Passage provided:
27 million Californians receive texts to stay home after the state added nearly 170,000 cases in a week
After a record number of new coronavirus cases in one week, more than two-thirds of California residents received a text asking them to stay home.
Text alerts went out to residents of Southern California and the San Joaquin Valley starting around 12 p.m. PT Tuesday, asking them to stay home and abide by newly enacted health orders, according to a tweet from California Governor’s Office of Emergency Services.
Governments have used cellphones to warn residents about coronavirus since the start of the pandemic. New York City sent an emergency alert to phones in April, asking all licensed health workers to support its health facilities. And in October, officials in Utah sent an emergency alert to every phone in the state to warn about rapidly rising cases.
The California text message comes amid alarming coronavirus numbers. The state reported 169,354 new cases over the past seven days, which is the highest any state has reported over the course of the pandemic. Over the last two weeks, daily case counts in the state have more than doubled.
California also reached a grim milestone Tuesday when it recorded more than 20,000 deaths.
In the past two weeks, hospitalizations rose by 71% and ICU admissions saw a 68.7% increase, California Health and Human Services Secretary Mark Ghaly said at a news conference Tuesday. Ghaly expressed concern that with the strain, highly trained health care workers will “not be able to provide the kind of care Californians have come to expect.”

Information:
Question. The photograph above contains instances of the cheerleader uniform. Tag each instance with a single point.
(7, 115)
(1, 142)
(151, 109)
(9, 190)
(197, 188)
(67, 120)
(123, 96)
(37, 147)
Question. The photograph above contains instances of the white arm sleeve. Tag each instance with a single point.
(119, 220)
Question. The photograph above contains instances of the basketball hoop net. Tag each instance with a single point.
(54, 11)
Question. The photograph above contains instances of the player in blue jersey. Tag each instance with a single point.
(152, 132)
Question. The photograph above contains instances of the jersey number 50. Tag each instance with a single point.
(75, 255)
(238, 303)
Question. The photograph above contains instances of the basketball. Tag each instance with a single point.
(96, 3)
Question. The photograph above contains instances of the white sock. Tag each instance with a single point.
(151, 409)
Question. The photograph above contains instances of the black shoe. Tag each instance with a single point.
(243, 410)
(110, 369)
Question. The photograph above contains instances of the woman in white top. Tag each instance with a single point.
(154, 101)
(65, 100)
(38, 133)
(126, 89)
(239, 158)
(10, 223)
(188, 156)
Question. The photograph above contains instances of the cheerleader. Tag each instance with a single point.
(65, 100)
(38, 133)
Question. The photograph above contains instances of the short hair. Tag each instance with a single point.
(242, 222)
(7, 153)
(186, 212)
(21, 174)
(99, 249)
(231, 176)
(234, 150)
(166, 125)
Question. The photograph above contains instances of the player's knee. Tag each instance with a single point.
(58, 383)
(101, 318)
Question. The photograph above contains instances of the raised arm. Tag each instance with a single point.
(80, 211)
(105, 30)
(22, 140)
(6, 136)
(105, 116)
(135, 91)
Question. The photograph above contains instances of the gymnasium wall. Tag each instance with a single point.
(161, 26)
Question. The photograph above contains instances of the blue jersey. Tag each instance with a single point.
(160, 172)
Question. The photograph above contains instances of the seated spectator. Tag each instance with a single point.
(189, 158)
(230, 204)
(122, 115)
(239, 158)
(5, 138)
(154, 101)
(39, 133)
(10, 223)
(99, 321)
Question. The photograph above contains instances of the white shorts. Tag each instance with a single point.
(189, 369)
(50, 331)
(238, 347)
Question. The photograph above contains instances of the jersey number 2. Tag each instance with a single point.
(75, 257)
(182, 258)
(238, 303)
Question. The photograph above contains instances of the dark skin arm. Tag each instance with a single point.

Task goal: Write out the part of the article about California's stay-home text alerts that begins at the words "The California text" and ends after the words "more than doubled.", copying it word for word. The entries have no connection to the article about California's stay-home text alerts.

Result for this exercise:
The California text message comes amid alarming coronavirus numbers. The state reported 169,354 new cases over the past seven days, which is the highest any state has reported over the course of the pandemic. Over the last two weeks, daily case counts in the state have more than doubled.